» **Aim of the exercise**:
Look through the records and copy each line with the string "lamp" in it.

» **Data under study**:
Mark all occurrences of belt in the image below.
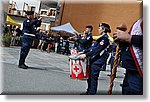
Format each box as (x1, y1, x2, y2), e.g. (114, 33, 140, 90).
(24, 33, 35, 37)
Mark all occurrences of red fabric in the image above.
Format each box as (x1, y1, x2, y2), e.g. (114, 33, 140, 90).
(130, 47, 143, 77)
(140, 21, 143, 33)
(129, 19, 143, 77)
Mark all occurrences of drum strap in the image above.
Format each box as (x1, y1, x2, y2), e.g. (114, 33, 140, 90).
(91, 47, 108, 60)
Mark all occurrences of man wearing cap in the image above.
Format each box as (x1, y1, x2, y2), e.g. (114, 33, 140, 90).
(18, 11, 42, 69)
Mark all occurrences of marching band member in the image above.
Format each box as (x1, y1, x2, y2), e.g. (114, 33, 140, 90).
(79, 23, 111, 95)
(73, 25, 93, 52)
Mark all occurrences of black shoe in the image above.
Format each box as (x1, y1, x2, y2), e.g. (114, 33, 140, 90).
(18, 64, 28, 69)
(120, 84, 123, 87)
(23, 64, 29, 68)
(107, 74, 111, 76)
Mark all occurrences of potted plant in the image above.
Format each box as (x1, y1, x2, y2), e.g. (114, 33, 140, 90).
(1, 33, 12, 47)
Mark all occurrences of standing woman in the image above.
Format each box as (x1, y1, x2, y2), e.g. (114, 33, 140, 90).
(18, 11, 42, 69)
(79, 23, 111, 95)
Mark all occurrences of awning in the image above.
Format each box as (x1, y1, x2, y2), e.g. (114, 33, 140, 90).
(93, 33, 114, 42)
(51, 23, 78, 35)
(6, 16, 21, 26)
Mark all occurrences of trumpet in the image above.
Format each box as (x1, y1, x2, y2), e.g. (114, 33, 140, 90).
(78, 31, 86, 35)
(69, 32, 85, 40)
(69, 36, 77, 40)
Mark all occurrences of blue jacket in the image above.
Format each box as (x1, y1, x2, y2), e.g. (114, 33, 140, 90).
(86, 34, 109, 64)
(77, 33, 93, 51)
(22, 19, 41, 34)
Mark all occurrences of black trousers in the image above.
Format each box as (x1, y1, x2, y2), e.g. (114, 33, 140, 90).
(19, 35, 34, 65)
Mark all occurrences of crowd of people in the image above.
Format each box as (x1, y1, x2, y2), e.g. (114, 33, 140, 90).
(3, 23, 72, 55)
(35, 30, 71, 54)
(3, 23, 22, 46)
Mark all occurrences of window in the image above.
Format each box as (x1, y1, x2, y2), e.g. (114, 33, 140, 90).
(40, 9, 48, 16)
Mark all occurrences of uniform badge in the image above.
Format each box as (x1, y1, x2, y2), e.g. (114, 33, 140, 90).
(87, 36, 90, 40)
(100, 40, 104, 45)
(27, 20, 30, 22)
(92, 43, 94, 46)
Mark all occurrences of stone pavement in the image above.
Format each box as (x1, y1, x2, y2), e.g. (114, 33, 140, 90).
(0, 46, 125, 95)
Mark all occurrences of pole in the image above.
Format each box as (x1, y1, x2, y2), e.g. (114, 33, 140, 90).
(107, 44, 120, 95)
(107, 23, 127, 95)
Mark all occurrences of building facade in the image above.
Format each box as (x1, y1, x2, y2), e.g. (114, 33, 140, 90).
(60, 0, 142, 36)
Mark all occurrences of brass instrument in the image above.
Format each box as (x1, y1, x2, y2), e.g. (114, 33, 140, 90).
(69, 32, 85, 40)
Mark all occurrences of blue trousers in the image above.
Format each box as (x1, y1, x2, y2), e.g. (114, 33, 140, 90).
(86, 57, 107, 94)
(86, 53, 109, 94)
(122, 70, 143, 95)
(19, 35, 34, 65)
(87, 64, 102, 95)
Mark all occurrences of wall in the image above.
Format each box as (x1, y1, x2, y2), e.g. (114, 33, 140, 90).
(61, 1, 142, 36)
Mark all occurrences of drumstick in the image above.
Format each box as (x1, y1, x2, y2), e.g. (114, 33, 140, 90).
(107, 23, 127, 95)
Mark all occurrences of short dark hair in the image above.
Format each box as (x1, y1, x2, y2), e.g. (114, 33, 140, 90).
(86, 25, 93, 32)
(25, 11, 34, 15)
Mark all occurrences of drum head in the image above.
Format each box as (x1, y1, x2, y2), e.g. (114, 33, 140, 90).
(69, 54, 82, 60)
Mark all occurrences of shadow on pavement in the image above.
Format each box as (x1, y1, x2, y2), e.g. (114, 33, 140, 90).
(28, 67, 47, 71)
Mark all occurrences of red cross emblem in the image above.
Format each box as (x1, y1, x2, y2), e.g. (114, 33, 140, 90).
(72, 64, 82, 76)
(74, 66, 79, 72)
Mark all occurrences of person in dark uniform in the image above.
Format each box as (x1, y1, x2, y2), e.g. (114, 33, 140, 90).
(18, 11, 42, 69)
(75, 25, 93, 52)
(63, 39, 70, 55)
(57, 37, 63, 54)
(113, 18, 143, 95)
(79, 23, 111, 95)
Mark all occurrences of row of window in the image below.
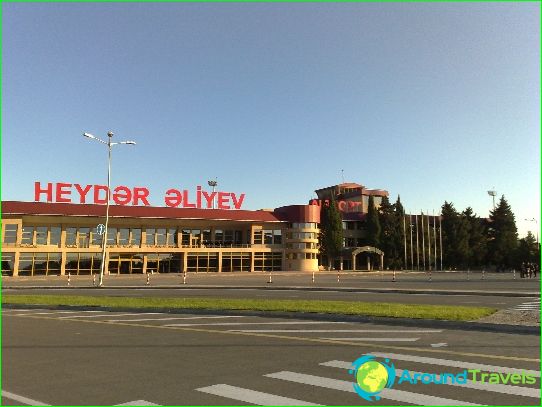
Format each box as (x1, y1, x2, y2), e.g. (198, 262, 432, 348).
(4, 225, 284, 248)
(286, 242, 318, 250)
(286, 252, 318, 260)
(290, 223, 318, 229)
(253, 229, 282, 245)
(1, 251, 284, 275)
(285, 232, 318, 240)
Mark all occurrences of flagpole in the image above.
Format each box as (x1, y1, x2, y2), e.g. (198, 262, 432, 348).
(421, 211, 426, 271)
(439, 212, 443, 270)
(433, 209, 437, 271)
(427, 210, 431, 271)
(403, 214, 407, 270)
(415, 213, 420, 271)
(409, 213, 414, 271)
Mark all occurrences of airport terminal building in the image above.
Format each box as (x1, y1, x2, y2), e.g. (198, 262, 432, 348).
(1, 182, 388, 277)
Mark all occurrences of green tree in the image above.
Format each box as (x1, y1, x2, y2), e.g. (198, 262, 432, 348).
(463, 207, 487, 268)
(487, 195, 518, 270)
(320, 195, 344, 269)
(366, 195, 381, 248)
(394, 196, 406, 269)
(379, 196, 403, 269)
(440, 201, 469, 269)
(515, 232, 539, 266)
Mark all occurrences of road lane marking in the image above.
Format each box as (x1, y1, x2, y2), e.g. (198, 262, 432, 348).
(106, 315, 248, 322)
(58, 312, 163, 319)
(195, 384, 322, 406)
(165, 321, 347, 327)
(9, 313, 539, 363)
(2, 390, 50, 406)
(229, 329, 443, 333)
(115, 400, 160, 406)
(321, 360, 541, 398)
(264, 371, 482, 406)
(369, 352, 541, 377)
(320, 337, 420, 342)
(431, 343, 448, 348)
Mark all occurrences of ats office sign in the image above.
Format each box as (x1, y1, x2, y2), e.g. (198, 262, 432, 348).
(34, 182, 246, 210)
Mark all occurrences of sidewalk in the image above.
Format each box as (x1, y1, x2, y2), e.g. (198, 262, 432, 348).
(3, 270, 540, 297)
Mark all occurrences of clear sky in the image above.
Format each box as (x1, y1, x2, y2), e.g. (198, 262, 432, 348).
(2, 2, 540, 237)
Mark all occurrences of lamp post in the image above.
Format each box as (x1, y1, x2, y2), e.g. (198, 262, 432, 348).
(83, 131, 136, 287)
(487, 189, 497, 211)
(524, 218, 539, 244)
(208, 179, 217, 209)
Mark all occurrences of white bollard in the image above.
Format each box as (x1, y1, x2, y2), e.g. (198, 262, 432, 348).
(482, 269, 485, 280)
(268, 271, 273, 284)
(513, 269, 516, 280)
(312, 272, 315, 283)
(92, 274, 96, 286)
(146, 273, 150, 285)
(183, 272, 187, 285)
(337, 271, 340, 283)
(392, 270, 396, 283)
(68, 272, 71, 286)
(467, 269, 470, 281)
(429, 269, 432, 282)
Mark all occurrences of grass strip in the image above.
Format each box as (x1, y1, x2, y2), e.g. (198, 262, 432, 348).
(2, 295, 496, 321)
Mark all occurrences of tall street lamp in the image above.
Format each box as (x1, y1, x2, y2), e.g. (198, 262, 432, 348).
(524, 218, 539, 244)
(83, 131, 136, 287)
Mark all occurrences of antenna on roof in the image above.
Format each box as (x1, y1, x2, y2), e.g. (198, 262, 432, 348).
(341, 169, 344, 184)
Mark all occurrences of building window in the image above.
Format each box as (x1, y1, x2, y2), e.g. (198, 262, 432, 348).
(253, 230, 263, 244)
(16, 252, 62, 276)
(1, 253, 15, 276)
(166, 228, 177, 247)
(264, 230, 273, 245)
(118, 228, 130, 245)
(131, 229, 141, 246)
(35, 227, 48, 245)
(78, 228, 91, 248)
(50, 227, 61, 246)
(156, 228, 167, 246)
(3, 224, 18, 245)
(21, 226, 34, 245)
(91, 227, 103, 246)
(146, 228, 156, 246)
(105, 228, 116, 246)
(66, 228, 77, 246)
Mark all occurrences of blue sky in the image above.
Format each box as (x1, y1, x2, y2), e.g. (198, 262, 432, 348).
(2, 2, 540, 236)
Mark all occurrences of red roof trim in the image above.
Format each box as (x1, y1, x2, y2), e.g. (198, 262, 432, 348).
(1, 201, 283, 223)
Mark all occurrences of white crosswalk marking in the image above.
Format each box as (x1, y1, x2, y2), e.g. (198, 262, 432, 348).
(321, 360, 540, 398)
(264, 371, 482, 406)
(510, 299, 540, 311)
(196, 384, 322, 406)
(369, 352, 541, 377)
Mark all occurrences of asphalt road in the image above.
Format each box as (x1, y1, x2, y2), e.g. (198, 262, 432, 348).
(2, 308, 540, 406)
(3, 271, 540, 294)
(2, 287, 537, 310)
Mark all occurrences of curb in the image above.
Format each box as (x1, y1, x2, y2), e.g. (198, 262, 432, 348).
(2, 303, 539, 335)
(2, 284, 540, 297)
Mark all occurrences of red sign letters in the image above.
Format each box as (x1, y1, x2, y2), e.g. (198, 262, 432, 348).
(34, 182, 246, 210)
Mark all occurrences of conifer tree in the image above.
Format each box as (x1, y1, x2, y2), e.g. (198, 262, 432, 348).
(320, 195, 344, 269)
(366, 195, 381, 247)
(487, 196, 518, 270)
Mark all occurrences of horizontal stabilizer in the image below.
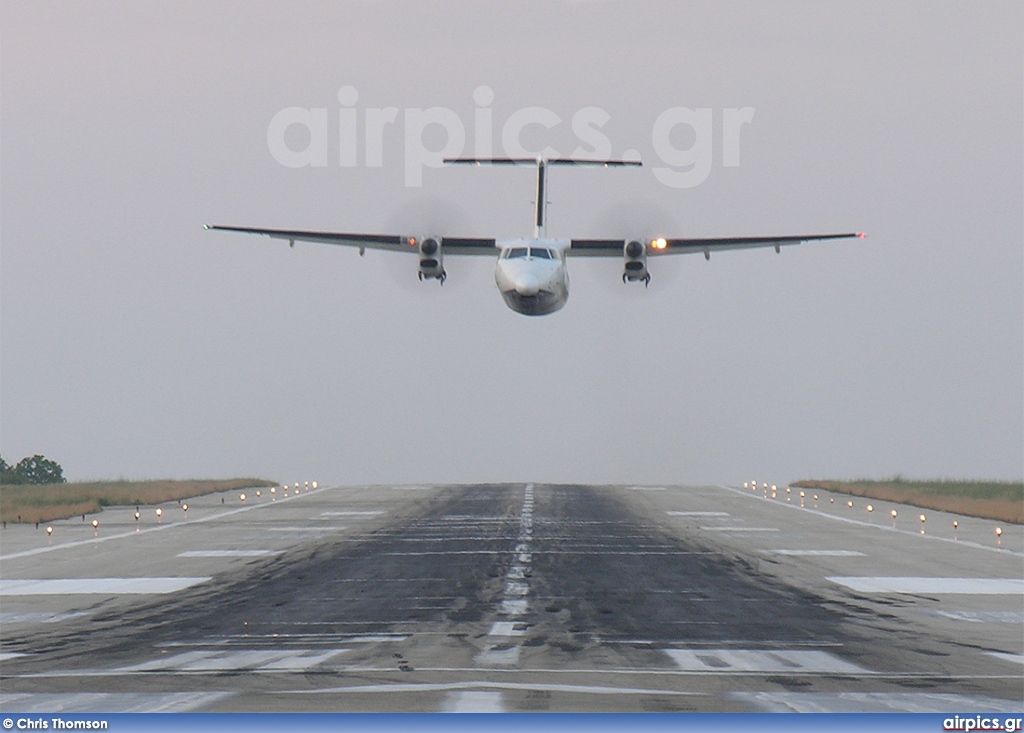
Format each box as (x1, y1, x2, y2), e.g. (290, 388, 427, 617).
(444, 157, 641, 167)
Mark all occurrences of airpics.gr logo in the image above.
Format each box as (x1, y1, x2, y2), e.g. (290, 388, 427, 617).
(266, 86, 755, 188)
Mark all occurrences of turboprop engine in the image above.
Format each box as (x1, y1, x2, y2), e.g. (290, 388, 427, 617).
(417, 236, 445, 284)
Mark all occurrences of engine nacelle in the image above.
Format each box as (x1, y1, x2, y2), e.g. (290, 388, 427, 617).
(622, 239, 649, 284)
(417, 235, 445, 283)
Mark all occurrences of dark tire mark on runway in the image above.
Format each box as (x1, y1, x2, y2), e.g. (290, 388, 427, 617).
(11, 485, 526, 666)
(526, 485, 852, 647)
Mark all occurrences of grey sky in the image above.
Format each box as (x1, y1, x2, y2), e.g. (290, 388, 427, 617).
(2, 1, 1021, 487)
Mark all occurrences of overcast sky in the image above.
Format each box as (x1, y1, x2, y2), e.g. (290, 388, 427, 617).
(2, 1, 1021, 487)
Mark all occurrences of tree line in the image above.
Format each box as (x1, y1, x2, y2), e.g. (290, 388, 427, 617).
(0, 455, 66, 485)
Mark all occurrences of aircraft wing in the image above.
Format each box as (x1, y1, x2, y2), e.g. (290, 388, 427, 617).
(203, 225, 498, 255)
(568, 232, 863, 257)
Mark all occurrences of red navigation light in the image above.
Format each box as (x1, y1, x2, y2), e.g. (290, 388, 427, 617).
(857, 232, 866, 239)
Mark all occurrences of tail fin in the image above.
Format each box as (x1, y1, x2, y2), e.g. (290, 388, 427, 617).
(444, 157, 641, 237)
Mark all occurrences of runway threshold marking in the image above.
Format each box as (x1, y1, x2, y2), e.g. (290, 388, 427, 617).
(827, 577, 1024, 594)
(664, 649, 868, 674)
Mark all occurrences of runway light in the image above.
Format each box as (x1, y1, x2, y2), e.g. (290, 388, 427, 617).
(867, 505, 874, 512)
(271, 487, 276, 494)
(312, 481, 318, 489)
(743, 482, 748, 489)
(813, 495, 818, 501)
(91, 520, 99, 529)
(799, 491, 805, 498)
(919, 514, 926, 523)
(255, 491, 261, 497)
(182, 504, 188, 513)
(830, 498, 835, 504)
(891, 510, 897, 518)
(46, 526, 53, 536)
(134, 511, 140, 521)
(156, 508, 163, 517)
(952, 521, 958, 529)
(762, 483, 768, 490)
(240, 493, 247, 502)
(995, 527, 1003, 537)
(847, 501, 854, 508)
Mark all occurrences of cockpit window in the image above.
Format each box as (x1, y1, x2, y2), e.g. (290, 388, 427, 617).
(505, 247, 528, 259)
(530, 247, 552, 259)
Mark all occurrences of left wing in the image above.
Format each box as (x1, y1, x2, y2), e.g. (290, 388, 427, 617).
(203, 225, 497, 255)
(569, 232, 864, 258)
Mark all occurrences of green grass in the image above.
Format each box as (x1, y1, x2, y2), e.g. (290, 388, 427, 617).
(0, 478, 277, 524)
(790, 478, 1023, 524)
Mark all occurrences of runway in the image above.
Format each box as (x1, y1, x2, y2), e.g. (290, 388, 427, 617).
(1, 482, 1021, 712)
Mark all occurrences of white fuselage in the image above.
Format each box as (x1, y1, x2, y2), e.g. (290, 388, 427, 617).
(493, 238, 570, 316)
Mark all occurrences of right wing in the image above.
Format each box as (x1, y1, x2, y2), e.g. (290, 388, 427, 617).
(204, 225, 497, 255)
(568, 232, 863, 257)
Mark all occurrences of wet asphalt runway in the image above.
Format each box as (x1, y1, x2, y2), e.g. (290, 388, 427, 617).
(1, 482, 1021, 712)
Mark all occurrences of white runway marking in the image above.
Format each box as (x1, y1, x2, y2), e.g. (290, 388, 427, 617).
(475, 646, 521, 666)
(987, 652, 1024, 665)
(828, 577, 1024, 595)
(664, 649, 867, 674)
(0, 692, 233, 713)
(0, 577, 210, 595)
(0, 487, 322, 561)
(500, 600, 528, 616)
(0, 612, 89, 624)
(320, 511, 385, 516)
(716, 484, 1024, 558)
(626, 486, 667, 491)
(177, 550, 282, 558)
(769, 550, 866, 557)
(117, 648, 349, 673)
(737, 691, 1024, 713)
(266, 526, 346, 532)
(667, 511, 730, 516)
(933, 610, 1024, 623)
(700, 526, 779, 532)
(0, 652, 27, 662)
(489, 621, 527, 637)
(445, 690, 505, 712)
(283, 681, 699, 697)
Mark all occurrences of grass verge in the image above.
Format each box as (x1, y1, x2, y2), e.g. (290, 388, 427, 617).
(790, 479, 1023, 525)
(0, 478, 277, 525)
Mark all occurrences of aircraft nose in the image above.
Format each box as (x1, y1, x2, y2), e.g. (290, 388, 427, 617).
(514, 273, 540, 296)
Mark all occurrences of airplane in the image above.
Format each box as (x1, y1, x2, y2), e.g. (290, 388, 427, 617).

» **Result for this task**:
Mark all occurrences of lamp post in the image above.
Mark all occurrences of tall street lamp in the image above.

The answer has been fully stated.